(Collected data entries)
● ● ● ●
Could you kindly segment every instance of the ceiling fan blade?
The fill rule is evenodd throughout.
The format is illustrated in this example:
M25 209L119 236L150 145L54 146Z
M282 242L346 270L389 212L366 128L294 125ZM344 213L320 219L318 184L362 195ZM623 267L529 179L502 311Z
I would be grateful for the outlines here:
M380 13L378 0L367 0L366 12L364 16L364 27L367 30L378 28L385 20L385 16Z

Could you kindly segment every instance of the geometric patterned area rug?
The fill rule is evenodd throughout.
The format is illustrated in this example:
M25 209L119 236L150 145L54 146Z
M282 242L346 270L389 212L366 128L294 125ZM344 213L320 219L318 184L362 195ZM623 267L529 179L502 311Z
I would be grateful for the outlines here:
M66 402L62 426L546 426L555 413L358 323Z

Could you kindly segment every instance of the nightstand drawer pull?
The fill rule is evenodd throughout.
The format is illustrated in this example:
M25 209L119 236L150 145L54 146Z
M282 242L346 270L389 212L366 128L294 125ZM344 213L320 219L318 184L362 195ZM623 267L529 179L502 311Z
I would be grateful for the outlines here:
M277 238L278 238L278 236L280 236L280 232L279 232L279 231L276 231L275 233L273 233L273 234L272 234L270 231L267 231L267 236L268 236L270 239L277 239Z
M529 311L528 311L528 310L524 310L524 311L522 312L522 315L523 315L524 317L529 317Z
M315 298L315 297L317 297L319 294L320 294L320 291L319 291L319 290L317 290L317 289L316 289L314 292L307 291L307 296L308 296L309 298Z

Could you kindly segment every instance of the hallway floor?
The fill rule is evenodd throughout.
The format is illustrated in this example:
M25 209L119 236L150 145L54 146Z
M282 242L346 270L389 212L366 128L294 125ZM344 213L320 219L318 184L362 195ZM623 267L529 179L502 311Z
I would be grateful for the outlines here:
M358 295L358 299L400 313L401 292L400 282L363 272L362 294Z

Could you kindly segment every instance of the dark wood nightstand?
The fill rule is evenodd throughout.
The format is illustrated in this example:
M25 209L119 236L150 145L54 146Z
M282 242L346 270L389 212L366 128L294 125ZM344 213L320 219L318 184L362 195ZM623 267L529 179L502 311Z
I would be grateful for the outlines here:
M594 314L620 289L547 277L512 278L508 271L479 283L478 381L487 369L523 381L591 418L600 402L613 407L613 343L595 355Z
● ● ● ●
§ **Task item**
Report each line above containing the string "Could".

§ **Response box**
Could you kindly segment every instance of the ceiling fan blade?
Could you kindly segment every instance of the geometric patterned area rug?
Could you kindly segment every instance of the nightstand drawer pull?
Could you kindly segment every instance of the hallway floor?
Could you kindly segment every instance of the dark wood nightstand?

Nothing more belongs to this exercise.